**TASK**
Transcribe the text below on soybean and dry bean profitability in Ontario in full, reproducing every word, figure, and symbol without change.

**DOCUMENT TEXT**

○ ○ ○ ○

There are producers in Ontario who grow dry edible beans every year. Others may only grow dry beans when prices are strong and they fit into the crop rotation. It makes sense to be selective about where and when to grow dry beans, because they can be higher risk than soybeans.
What is the profit potential of soybeans vs small-seeded dry beans?
Below is a table comparing the cost of productions of various types of beans and their potential profitability across a range of yield outcomes.
|soybean||IP soybean||white bean||black bean||adzuki bean|
|Cost of production/ac||$409||$482||$679||$679||$679|
(provincial average yield and aspirational yield goal)
(5 year average)
(range based on yields provided)
Cost of production values are taken from OMAFRA Publication 60 Field Crop Budgets 2023 and do not include the cost of land. Publication 60 does not currently include adzuki beans, so they are assumed to be similar to white and black beans. Yield ranges are based on Agricorp data for the average provincial yield as well as higher yields that have been reported by Ontario farmers (aspirational yield goal). The prices are also from Agricorp and are an average of the past 5 years. For soybeans the prices are based on a survey conducted in October of each year and for dry beans the price is an average of all sales up to November 30th of each year.

○ ○ ○ ○

**DATA RECORDS**
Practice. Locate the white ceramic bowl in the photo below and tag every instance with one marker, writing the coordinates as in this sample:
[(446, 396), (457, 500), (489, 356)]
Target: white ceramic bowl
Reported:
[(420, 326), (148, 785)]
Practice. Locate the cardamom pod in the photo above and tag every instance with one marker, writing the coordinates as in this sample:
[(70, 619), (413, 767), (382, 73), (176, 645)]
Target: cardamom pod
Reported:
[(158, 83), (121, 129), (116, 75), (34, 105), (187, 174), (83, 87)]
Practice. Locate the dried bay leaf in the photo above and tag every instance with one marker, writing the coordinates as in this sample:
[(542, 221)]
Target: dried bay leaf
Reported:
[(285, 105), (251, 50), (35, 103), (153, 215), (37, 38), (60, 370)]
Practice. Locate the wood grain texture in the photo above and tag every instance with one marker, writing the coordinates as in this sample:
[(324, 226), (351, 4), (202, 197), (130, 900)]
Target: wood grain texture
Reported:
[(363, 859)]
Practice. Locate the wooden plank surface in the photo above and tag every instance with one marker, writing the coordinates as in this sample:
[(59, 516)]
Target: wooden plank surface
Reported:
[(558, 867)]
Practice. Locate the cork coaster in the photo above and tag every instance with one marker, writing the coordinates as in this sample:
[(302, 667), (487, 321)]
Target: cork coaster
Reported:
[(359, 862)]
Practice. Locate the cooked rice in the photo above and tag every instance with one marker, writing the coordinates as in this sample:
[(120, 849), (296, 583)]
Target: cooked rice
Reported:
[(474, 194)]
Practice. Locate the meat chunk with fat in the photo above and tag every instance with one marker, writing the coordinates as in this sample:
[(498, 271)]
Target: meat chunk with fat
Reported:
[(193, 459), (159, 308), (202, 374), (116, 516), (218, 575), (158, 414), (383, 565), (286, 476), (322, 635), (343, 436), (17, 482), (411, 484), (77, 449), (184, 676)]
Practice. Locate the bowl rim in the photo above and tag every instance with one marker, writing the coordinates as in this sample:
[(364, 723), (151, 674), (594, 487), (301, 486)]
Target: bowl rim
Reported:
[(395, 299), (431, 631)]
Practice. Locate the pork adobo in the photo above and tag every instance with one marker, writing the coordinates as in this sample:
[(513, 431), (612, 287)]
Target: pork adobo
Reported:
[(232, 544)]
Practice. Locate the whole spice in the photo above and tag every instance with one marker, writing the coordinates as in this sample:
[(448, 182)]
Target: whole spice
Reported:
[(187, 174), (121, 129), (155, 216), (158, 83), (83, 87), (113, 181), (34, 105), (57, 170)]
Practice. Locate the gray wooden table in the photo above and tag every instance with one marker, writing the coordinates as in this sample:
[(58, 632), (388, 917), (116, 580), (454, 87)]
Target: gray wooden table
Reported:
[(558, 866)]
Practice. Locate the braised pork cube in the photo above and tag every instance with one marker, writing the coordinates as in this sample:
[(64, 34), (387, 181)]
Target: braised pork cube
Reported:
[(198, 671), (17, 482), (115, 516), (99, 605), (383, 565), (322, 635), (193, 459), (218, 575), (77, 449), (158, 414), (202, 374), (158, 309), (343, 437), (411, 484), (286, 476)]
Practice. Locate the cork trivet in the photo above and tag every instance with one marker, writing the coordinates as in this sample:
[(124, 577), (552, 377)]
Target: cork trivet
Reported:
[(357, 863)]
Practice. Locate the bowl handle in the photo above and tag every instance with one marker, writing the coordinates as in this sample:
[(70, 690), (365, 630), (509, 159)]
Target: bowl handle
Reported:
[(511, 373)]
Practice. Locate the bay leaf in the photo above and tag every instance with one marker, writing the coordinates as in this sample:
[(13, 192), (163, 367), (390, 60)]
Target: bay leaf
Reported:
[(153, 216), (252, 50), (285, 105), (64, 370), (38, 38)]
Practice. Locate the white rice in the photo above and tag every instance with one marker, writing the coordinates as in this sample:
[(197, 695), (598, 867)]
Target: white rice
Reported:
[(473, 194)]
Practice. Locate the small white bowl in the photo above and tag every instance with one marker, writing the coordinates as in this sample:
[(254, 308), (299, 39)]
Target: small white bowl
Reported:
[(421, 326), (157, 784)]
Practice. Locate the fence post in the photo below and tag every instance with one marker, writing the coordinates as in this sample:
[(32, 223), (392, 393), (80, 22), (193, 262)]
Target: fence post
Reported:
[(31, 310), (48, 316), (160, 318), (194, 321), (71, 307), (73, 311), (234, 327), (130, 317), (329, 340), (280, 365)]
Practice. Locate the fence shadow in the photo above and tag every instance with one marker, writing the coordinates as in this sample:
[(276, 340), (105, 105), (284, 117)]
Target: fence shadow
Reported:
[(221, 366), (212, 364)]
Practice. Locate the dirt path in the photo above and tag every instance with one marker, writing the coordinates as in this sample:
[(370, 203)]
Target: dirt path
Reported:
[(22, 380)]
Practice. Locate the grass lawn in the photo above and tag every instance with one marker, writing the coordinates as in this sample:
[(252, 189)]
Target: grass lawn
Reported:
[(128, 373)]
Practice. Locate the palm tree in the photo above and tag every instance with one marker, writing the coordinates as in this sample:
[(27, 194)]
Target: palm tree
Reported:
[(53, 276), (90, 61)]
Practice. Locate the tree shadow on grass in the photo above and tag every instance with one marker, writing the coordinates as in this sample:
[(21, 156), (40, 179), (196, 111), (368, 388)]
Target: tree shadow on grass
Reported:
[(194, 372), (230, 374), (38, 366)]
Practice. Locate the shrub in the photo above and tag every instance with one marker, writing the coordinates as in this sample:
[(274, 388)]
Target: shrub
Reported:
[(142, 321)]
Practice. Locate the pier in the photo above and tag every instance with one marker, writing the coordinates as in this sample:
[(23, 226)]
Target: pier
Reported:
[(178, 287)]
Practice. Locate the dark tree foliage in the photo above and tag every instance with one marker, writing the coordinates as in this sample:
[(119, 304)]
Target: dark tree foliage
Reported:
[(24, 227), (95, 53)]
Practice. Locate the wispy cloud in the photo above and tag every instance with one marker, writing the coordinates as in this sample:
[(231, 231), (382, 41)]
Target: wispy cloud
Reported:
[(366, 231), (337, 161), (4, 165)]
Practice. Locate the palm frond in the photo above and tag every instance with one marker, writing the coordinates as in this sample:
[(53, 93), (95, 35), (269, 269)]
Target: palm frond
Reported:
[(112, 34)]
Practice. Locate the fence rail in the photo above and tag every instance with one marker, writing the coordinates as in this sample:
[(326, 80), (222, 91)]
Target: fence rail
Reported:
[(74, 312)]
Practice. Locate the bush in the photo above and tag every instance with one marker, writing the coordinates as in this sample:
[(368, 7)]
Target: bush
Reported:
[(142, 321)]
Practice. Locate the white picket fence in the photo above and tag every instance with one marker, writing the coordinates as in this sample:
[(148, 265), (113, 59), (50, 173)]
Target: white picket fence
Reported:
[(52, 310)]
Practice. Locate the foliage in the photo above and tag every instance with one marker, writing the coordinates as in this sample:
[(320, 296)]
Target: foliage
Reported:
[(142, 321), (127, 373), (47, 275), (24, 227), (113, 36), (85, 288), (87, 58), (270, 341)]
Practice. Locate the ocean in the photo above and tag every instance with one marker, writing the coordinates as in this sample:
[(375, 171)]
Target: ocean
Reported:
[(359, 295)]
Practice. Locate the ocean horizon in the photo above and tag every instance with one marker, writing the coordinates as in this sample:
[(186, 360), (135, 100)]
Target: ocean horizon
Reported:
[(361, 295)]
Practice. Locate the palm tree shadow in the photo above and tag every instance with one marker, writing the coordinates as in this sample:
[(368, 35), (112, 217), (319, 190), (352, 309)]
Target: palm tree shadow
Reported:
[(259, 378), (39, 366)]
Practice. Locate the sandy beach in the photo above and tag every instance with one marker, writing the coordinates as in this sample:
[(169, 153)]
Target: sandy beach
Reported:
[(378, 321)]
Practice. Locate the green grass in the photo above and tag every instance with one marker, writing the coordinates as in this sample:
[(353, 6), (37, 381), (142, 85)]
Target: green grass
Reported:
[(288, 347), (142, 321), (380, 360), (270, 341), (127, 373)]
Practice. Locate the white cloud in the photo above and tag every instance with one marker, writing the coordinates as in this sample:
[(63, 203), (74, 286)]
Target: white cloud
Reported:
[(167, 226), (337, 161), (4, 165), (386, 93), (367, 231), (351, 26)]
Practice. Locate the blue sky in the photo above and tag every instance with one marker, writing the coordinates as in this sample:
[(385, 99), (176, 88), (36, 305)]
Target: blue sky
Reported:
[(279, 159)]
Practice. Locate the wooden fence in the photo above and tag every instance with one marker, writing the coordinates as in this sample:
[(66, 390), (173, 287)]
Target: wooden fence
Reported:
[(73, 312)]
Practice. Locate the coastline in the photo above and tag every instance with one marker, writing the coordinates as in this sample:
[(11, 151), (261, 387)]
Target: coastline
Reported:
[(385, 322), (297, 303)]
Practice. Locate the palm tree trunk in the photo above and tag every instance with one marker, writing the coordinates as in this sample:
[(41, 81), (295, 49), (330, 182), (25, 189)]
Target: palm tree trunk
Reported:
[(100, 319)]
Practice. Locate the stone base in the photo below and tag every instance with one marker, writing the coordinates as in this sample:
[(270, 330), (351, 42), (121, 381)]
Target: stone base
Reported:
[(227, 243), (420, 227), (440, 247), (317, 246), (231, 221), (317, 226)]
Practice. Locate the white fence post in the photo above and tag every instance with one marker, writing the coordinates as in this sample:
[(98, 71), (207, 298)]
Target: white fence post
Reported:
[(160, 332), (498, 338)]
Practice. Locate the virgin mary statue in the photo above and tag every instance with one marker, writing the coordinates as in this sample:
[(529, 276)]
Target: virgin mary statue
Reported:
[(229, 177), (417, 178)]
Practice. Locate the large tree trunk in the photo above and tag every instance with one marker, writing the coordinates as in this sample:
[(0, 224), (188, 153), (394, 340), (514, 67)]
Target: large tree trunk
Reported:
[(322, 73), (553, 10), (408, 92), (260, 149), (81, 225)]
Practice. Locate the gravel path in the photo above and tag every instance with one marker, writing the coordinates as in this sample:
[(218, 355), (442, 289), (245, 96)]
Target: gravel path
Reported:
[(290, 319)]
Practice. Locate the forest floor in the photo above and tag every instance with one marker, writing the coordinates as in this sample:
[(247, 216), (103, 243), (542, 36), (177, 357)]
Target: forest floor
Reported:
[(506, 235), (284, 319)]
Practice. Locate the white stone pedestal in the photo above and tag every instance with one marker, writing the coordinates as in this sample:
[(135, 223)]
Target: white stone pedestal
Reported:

○ ○ ○ ○

**RESPONSE AREA**
There are producers in Ontario who grow dry edible beans every year. Others may only grow dry beans when prices are strong and they fit into the crop rotation. It makes sense to be selective about where and when to grow dry beans, because they can be higher risk than soybeans.
What is the profit potential of soybeans vs small-seeded dry beans?
Below is a table comparing the cost of productions of various types of beans and their potential profitability across a range of yield outcomes.
|soybean||IP soybean||white bean||black bean||adzuki bean|
|Cost of production/ac||$409||$482||$679||$679||$679|
(provincial average yield and aspirational yield goal)
(5 year average)
(range based on yields provided)
Cost of production values are taken from OMAFRA Publication 60 Field Crop Budgets 2023 and do not include the cost of land. Publication 60 does not currently include adzuki beans, so they are assumed to be similar to white and black beans. Yield ranges are based on Agricorp data for the average provincial yield as well as higher yields that have been reported by Ontario farmers (aspirational yield goal). The prices are also from Agricorp and are an average of the past 5 years. For soybeans the prices are based on a survey conducted in October of each year and for dry beans the price is an average of all sales up to November 30th of each year.